▶ _Provided text_
━━━━━━━━

Truth and the Practice of Urban Mission in London


What is the truth about urban Mission in London?  How successful are we being?  Are these the kind of questions which we should be asking in the first place?  Is it even possible to ask them -- and when we do ask them are we seeking the truth or just an answer which is convenient to our plans?  To begin let us explore the difficult question of church attendance in London.

Counting churchgoers

One of my early experiences of church history was exploring with John Kent, a famously sceptical historian of the modern church, the 1851 religious census.  This alerted me to the difficulties associated with church statistics -- on a par, perhaps, with the depressingly unrecognised problems with crime statistics.

Religious censuses have received a boost recently from the faith question in the 2001 census and also the work of the English Church census.  The English Church census is interesting for London Christians for it suggests that London is the only place in the country where the church is consistently growing.  This would appear to be because of the growth of immigrant and black majority churches.  This does not surprise any of us living in Hackney where we are very aware of the growth of new churches, and indeed the growth of mainstream churches through the growing number of African attenders.  But although the census news is positive for London I do wonder exactly what it means.  A number of stories come to mind.  

Firstly I know of a large successful church which had become firmly embedded in the Caribbean community of its neighbourhood.  Its membership remained static at 200 but this was not by chance.  The minister had decided that this number was the most appropriate for the church -- it enabled them to keep their own minister but not to have to pay too large a quota; therefore when the number fell below 200 he simply talked to a few attenders and they became members.  This kind of gerrymandering of membership strikes me as being far from uncommon -- membership figures are not just an abstract figure but a way of managing your relationship with the wider denomination.  This is particularly easy to do in inner-city environment where relationships are more important than joining clubs and institutions.  Secondly I am perplexed about the figures for black majority churches.  The project for which I work -- the CANDL project, has been one of the pioneers of directories of churches and we have done a lot of work trying to assess the number of black majority churches in Hackney and TowerHamlets.  It is an extremely difficult task only achievable by intensive leg work on the ground.  The number of churches is so great and their mutability so significant that it is extraordinarily taxing to get a fix even on the number of churches, let alone the membership or attendance.  In the light of this experience how the English Church census comes up with a figure for BME churches which is even remotely accurate is quite beyond me[1].

2001 census

It is not surprising that those of us from Inner London have questions about the English Church census for statisticians are beginning to have serious questions about the gold standard of demographic statistics -- the 10 yearly census.  Again let me share a few stories.

 

The 2001 census with its new religious question came up with a figure of about 10,000 Jews in Hackney -- or 5% of the population, a relatively high figure.  But for those of us who knows Stamford Hill it is a surprising figure and indeed in talking with the Orthodox Jewish community in Hackney I have found that they have challenged the figure.  Within the Jewish community there is a memory that census figures were used by the Nazis to identify Jews and they, therefore, avoid answering the question.  The true figure for Jews in Hackney is almost certainly over 20,000 -- a vast difference from the published figure.  Another story is even more troubling.  Some years ago I was working in Bayswater with the census figures and was struck by the high levels of mobility in the area -- over 20% had not been living in the area in the previous year.  I happened to talk to a man whose daughter had been one of the census enumerators in Bayswater and he told a story of how difficult it was to get any kind of response from many properties in the area.  This caused me to wonder, in mobile areas like the inner-city where there is a distrust of authority, how reliable is the census? My concerns were recently reinforced by a Radio 4 programme on the census.  The 1991 census produced a perplexingly low figure for young men.  It was assumed that the poll tax which had recently been introduced caused more young men to avoid being on the census and so their number was artificially increased by the census authorities.  Further research, however, indicates that in fact many young men have left the country and are living a nomadic existence in places like Amsterdam.  Furthermore interviews with young men in Moss Side, Manchester indicated their extreme antipathy to be included in any census.  People are beginning to wonder just how useful the census now is.

━━━━━━━━

▶ _Listed records_

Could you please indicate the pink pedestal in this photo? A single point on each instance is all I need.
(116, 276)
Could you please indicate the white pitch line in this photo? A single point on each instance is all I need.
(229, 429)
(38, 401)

━━━━━━━━

▶ _Tasks_
1) Rewrite the stretch of the records from the line containing "Could you please indicate the white" through the end of the records, replacing "pitch" with "field" and changing nothing else.
2) Can you continue the essay on urban mission in London from where it stops?
The essay on urban mission in London and the records are separate, unrelated material.

▶ _The results_
1)
Could you please indicate the white field line in this photo? A single point on each instance is all I need.
(229, 429)
(38, 401)

2)
It is hard to overemphasise the serious implications of this issue.  Increasingly all government policy is based on census figures.  It is absolutely central to all government initiatives such as neighbourhood renewal and is combined with other statistics such as the notoriously unreliable crime statistics to produce a plethora of 'facts' from which to develop policy, floor targets and outcome orientated interventions.  But inner-city communities resist this kind of numbering and in a throwback to the contentious origins of the census seem to be finding ways of avoiding the counters.

Urban mission stories and truth

But if the numerical foundation of urban mission is questionable maybe we can find a different kind of truth in the telling of urban mission stories.  Maybe.

Funding applications

Many urban mission stories are told in response to demands from prospective funders.  Most of the time people don't have the time to tell their stories but if it means they can get some money for doing their work they are more likely to knuckle down.  But of course the stories have a particular twist.  A lot of money is spent and earned telling people how to fill in funding applications and it strikes me that most funding applications are as unreliable as the hagiographies of fourth century desert fathers.  Not without a certain central core of truth but very much presented for the benefit of the reader rather than a disinterested concern for the truth. 

These difficulties have been increased by the growing concern for measuring success.  Increasingly the necessity is not to do a good piece of work but to do something that can produce the right figures, obviously there is some kind of connection between the two factors but it is not a necessary connection.  Producing the right figures can be done in all kinds of ways and it is quite clear that one of the pernicious consequences of the obsession with measuring success is that people are getting better at lying and massaging the figures.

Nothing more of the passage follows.